- _SHORT TASK_: Copy the material below word for word, starting at its first line and ending with the line containing "(361, 174), (438, 399)", both included. Leave any pictures out of your copy.

- _LISTED ENTRIES_:

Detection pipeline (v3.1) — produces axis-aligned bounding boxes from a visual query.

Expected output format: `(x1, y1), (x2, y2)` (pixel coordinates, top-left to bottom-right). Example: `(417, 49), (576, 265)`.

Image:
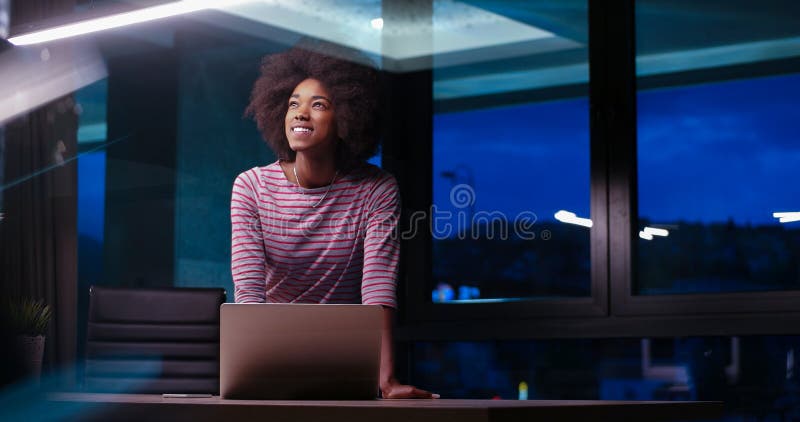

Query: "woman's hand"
(381, 378), (439, 399)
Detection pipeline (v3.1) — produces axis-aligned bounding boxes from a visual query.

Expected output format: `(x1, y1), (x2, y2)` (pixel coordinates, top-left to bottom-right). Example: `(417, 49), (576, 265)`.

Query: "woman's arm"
(380, 307), (439, 399)
(231, 169), (266, 303)
(361, 174), (438, 399)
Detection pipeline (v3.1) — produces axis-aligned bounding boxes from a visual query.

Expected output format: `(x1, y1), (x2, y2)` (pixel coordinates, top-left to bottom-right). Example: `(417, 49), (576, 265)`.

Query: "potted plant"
(2, 299), (52, 382)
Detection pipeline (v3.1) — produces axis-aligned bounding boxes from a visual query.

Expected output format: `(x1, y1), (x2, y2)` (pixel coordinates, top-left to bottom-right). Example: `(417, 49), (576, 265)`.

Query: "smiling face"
(284, 79), (336, 157)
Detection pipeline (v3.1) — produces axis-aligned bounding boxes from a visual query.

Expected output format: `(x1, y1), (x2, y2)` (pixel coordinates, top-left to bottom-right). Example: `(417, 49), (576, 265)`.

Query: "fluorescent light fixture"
(555, 210), (592, 227)
(8, 0), (245, 45)
(642, 227), (669, 240)
(772, 211), (800, 223)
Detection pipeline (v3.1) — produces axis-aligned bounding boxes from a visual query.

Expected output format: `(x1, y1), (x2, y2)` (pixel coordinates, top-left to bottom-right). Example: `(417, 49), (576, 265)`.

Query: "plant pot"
(14, 335), (44, 384)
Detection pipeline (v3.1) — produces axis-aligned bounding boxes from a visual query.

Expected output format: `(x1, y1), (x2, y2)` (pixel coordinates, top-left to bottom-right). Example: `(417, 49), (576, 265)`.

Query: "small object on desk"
(161, 393), (211, 399)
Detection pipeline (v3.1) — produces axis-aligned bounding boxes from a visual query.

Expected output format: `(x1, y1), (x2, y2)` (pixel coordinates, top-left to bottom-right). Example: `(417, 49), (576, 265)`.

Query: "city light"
(555, 210), (592, 227)
(772, 211), (800, 223)
(642, 227), (669, 240)
(8, 0), (245, 45)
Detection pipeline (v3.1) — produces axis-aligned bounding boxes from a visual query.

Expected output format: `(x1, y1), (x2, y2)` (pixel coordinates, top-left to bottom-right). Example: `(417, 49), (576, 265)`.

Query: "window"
(429, 2), (592, 303)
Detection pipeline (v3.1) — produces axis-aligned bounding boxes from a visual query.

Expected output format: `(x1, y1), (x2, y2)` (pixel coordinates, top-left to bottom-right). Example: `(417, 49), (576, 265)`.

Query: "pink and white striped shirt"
(231, 161), (400, 308)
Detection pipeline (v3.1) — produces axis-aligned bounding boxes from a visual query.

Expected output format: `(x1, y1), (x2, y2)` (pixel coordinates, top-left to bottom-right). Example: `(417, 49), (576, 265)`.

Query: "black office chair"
(84, 286), (225, 394)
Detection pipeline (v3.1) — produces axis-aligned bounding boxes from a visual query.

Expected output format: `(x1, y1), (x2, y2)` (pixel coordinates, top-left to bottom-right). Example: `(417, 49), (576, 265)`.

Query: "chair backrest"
(84, 286), (225, 394)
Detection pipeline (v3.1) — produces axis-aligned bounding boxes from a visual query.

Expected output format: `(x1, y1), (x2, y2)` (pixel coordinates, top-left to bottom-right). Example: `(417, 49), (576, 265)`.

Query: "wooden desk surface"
(47, 393), (723, 422)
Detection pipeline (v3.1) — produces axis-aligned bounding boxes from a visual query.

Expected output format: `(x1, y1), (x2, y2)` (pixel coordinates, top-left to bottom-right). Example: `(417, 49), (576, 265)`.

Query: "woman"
(231, 44), (438, 398)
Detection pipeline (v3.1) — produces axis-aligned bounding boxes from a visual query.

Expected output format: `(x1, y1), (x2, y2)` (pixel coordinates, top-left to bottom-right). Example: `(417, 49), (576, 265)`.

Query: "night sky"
(434, 71), (800, 225)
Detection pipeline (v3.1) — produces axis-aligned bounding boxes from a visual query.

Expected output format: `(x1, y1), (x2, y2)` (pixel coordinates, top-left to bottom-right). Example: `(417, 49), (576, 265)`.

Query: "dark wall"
(104, 49), (178, 286)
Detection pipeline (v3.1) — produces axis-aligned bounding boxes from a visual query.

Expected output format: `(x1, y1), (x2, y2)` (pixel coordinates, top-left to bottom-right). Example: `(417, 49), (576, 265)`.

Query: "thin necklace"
(292, 164), (339, 208)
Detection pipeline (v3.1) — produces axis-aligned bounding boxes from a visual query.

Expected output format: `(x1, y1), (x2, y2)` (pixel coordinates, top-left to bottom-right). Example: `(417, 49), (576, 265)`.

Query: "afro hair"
(245, 41), (380, 168)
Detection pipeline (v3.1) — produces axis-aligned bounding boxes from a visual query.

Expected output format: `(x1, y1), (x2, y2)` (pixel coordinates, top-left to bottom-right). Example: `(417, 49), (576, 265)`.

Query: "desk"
(46, 393), (723, 422)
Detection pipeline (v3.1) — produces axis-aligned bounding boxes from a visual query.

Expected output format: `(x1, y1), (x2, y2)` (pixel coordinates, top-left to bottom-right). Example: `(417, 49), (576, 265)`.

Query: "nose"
(294, 105), (309, 120)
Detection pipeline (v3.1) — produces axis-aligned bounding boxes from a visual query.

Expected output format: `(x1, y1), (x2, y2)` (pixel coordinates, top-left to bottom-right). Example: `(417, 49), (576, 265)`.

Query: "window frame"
(383, 0), (800, 341)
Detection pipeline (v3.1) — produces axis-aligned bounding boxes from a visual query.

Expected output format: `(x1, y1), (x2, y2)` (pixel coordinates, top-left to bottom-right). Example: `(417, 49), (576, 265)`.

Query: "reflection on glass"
(429, 1), (591, 303)
(634, 1), (800, 295)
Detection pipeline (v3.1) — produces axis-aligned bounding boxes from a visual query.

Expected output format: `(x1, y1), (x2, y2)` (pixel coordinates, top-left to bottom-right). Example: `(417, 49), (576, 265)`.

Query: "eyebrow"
(290, 94), (333, 103)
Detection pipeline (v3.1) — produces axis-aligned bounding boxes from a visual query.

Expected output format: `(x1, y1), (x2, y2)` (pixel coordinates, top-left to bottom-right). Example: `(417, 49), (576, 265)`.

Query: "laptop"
(219, 303), (383, 400)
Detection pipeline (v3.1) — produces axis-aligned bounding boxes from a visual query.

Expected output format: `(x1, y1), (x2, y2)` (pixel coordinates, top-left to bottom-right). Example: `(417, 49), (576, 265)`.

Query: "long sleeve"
(231, 170), (266, 303)
(361, 174), (400, 308)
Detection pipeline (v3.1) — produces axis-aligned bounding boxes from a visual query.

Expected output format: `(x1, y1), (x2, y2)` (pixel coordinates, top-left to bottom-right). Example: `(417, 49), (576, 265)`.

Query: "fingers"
(384, 385), (440, 399)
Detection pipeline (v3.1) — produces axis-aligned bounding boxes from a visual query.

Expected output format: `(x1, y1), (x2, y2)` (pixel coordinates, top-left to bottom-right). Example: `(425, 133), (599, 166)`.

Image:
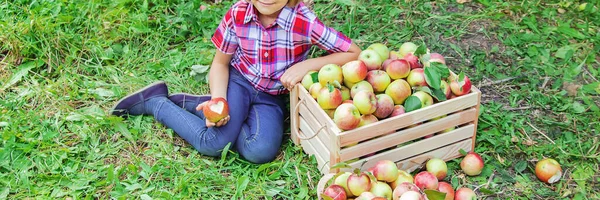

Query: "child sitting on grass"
(112, 0), (361, 163)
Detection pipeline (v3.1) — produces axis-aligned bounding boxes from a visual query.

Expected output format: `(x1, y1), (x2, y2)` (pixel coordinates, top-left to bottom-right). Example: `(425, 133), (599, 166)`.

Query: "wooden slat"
(298, 104), (331, 144)
(340, 89), (479, 146)
(350, 124), (475, 169)
(340, 108), (477, 161)
(298, 87), (340, 133)
(300, 119), (330, 164)
(290, 84), (304, 145)
(300, 130), (330, 174)
(396, 139), (473, 172)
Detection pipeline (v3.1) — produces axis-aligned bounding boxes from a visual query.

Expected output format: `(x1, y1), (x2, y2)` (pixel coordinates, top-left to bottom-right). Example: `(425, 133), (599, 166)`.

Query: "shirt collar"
(244, 3), (298, 31)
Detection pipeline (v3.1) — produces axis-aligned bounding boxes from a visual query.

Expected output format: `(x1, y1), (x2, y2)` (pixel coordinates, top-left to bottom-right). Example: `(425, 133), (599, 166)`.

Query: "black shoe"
(110, 81), (169, 116)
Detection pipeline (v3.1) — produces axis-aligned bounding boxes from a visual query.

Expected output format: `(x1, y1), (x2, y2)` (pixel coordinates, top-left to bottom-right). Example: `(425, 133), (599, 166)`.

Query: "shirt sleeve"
(310, 18), (352, 53)
(211, 9), (238, 54)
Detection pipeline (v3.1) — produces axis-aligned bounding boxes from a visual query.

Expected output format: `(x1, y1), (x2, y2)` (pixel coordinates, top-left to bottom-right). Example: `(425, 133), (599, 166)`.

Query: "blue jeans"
(145, 68), (286, 163)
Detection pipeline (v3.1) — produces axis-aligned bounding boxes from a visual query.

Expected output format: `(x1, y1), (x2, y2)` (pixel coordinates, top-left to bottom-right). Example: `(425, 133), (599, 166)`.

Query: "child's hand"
(196, 101), (231, 128)
(279, 64), (308, 91)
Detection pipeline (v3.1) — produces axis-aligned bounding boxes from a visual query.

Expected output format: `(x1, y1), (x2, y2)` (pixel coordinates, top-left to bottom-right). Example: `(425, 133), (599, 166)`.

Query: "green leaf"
(414, 44), (427, 57)
(425, 67), (442, 89)
(310, 73), (319, 83)
(404, 96), (421, 112)
(515, 160), (527, 173)
(2, 60), (44, 90)
(458, 149), (467, 156)
(423, 189), (446, 200)
(331, 162), (352, 169)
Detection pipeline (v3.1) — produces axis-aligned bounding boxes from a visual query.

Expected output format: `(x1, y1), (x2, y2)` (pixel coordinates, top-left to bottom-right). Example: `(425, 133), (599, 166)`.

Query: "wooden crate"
(290, 82), (481, 174)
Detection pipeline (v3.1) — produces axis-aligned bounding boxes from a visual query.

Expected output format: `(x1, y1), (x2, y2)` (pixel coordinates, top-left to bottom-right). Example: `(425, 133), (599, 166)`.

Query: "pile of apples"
(321, 152), (484, 200)
(302, 42), (471, 130)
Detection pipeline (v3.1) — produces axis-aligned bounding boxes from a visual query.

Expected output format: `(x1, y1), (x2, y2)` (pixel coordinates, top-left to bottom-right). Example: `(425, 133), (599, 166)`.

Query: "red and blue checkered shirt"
(212, 0), (352, 95)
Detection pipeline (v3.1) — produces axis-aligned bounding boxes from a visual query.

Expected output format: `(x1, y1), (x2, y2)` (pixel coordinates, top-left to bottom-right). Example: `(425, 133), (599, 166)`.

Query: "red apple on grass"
(342, 60), (368, 83)
(317, 86), (343, 109)
(460, 151), (484, 176)
(318, 64), (344, 86)
(373, 94), (394, 119)
(365, 70), (392, 93)
(358, 49), (384, 70)
(392, 182), (421, 200)
(385, 79), (412, 105)
(450, 76), (471, 96)
(352, 90), (377, 115)
(454, 188), (477, 200)
(406, 68), (429, 87)
(415, 171), (438, 190)
(333, 172), (352, 197)
(438, 182), (454, 200)
(196, 97), (229, 123)
(425, 158), (448, 180)
(350, 81), (374, 99)
(535, 158), (562, 184)
(385, 59), (410, 80)
(370, 181), (392, 199)
(301, 70), (319, 90)
(347, 172), (371, 196)
(323, 184), (347, 200)
(398, 42), (419, 58)
(333, 103), (360, 130)
(367, 43), (390, 60)
(369, 160), (398, 182)
(390, 169), (416, 188)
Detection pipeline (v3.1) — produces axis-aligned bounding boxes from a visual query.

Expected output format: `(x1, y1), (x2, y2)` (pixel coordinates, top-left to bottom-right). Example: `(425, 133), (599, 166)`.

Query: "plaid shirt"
(212, 0), (352, 95)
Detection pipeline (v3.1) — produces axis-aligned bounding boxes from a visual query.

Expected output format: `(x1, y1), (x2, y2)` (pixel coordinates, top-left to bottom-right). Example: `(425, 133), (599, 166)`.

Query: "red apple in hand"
(535, 158), (562, 183)
(196, 97), (229, 123)
(460, 152), (484, 176)
(323, 184), (347, 200)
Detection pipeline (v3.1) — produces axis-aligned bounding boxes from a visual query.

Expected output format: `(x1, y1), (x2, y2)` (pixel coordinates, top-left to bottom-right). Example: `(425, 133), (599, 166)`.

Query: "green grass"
(0, 0), (600, 199)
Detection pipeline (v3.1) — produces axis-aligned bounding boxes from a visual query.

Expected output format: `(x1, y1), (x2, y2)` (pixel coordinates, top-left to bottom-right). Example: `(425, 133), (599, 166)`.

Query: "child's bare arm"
(280, 42), (361, 90)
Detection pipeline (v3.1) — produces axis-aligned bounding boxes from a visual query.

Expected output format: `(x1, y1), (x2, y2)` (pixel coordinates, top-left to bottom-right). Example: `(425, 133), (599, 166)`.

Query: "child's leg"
(146, 79), (250, 156)
(236, 92), (285, 163)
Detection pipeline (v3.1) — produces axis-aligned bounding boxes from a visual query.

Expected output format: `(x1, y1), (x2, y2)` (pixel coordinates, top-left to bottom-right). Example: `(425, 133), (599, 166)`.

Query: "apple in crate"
(347, 170), (371, 196)
(370, 181), (392, 199)
(318, 64), (344, 86)
(415, 171), (438, 190)
(350, 81), (374, 99)
(398, 42), (419, 58)
(454, 188), (477, 200)
(196, 97), (229, 123)
(385, 59), (410, 80)
(438, 182), (454, 200)
(358, 49), (384, 70)
(300, 70), (319, 90)
(367, 43), (390, 60)
(352, 90), (377, 115)
(535, 158), (562, 183)
(365, 70), (392, 93)
(450, 76), (471, 96)
(368, 160), (398, 182)
(392, 182), (421, 200)
(323, 184), (347, 200)
(460, 151), (484, 176)
(406, 68), (429, 87)
(317, 84), (343, 109)
(333, 103), (360, 130)
(390, 169), (416, 188)
(385, 79), (412, 105)
(425, 158), (448, 180)
(373, 94), (394, 119)
(342, 60), (368, 83)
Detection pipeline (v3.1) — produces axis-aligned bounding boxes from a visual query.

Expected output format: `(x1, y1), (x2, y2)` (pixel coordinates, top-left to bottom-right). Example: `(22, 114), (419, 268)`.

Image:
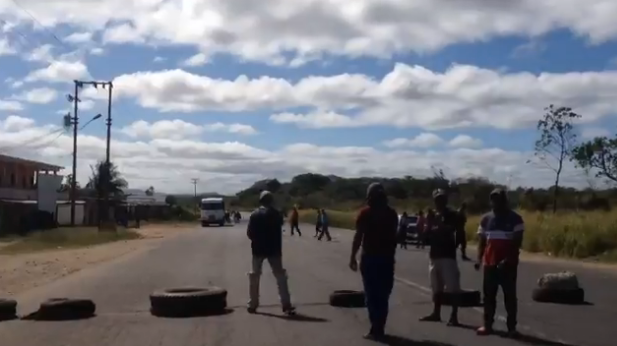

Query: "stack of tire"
(532, 271), (585, 305)
(150, 287), (227, 317)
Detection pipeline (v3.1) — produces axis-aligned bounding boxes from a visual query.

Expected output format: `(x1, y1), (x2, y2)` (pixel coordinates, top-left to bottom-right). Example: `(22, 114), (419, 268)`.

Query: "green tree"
(572, 137), (617, 182)
(86, 161), (128, 200)
(535, 105), (581, 213)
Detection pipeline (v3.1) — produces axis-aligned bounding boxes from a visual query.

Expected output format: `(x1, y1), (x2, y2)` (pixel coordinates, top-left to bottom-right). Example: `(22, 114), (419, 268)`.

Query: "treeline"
(230, 172), (617, 213)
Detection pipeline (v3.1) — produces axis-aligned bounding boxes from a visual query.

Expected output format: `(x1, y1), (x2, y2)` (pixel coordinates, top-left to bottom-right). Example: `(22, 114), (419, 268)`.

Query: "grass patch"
(300, 210), (617, 262)
(0, 227), (141, 254)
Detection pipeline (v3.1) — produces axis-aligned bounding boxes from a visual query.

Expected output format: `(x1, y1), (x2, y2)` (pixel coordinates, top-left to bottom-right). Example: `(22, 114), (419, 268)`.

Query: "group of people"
(247, 187), (524, 340)
(283, 206), (332, 241)
(397, 203), (471, 261)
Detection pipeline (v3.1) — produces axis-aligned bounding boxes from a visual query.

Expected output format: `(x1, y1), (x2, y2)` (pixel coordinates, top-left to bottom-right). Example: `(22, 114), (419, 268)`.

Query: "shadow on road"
(377, 335), (454, 346)
(255, 312), (328, 322)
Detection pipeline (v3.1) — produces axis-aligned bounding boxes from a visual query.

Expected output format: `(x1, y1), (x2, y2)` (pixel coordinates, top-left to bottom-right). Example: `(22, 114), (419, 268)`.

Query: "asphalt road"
(0, 223), (617, 346)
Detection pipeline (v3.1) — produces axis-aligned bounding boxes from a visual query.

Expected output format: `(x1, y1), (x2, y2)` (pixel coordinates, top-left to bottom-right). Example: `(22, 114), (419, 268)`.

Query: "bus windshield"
(201, 201), (225, 210)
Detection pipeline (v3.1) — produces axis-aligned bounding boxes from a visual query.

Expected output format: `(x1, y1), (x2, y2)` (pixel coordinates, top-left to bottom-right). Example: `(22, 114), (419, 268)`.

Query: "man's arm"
(351, 210), (366, 260)
(478, 216), (487, 263)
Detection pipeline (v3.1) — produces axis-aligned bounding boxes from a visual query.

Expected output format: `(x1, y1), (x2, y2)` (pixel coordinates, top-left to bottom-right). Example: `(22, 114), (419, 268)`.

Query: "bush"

- _ANSWER TO THIS TASK_:
Detection pipeline (v3.1) — produces axis-aligned bounding boxes from a visual query.

Expected output format: `(x1, y1), (x2, y2)` (pixel coordinates, top-left to bottom-right). Example: `(417, 49), (576, 265)`.

Image:

Query: "woman's hand"
(381, 378), (439, 399)
Detection pipeline (v3.1) — produces axis-aligned bounding boxes from a visual query.

Expected output format: `(x1, y1), (x2, y2)` (pixel coordinates, top-left to bottom-right). Example: `(417, 49), (576, 265)`.

Query: "woman's arm"
(380, 307), (439, 399)
(231, 169), (266, 303)
(361, 174), (438, 399)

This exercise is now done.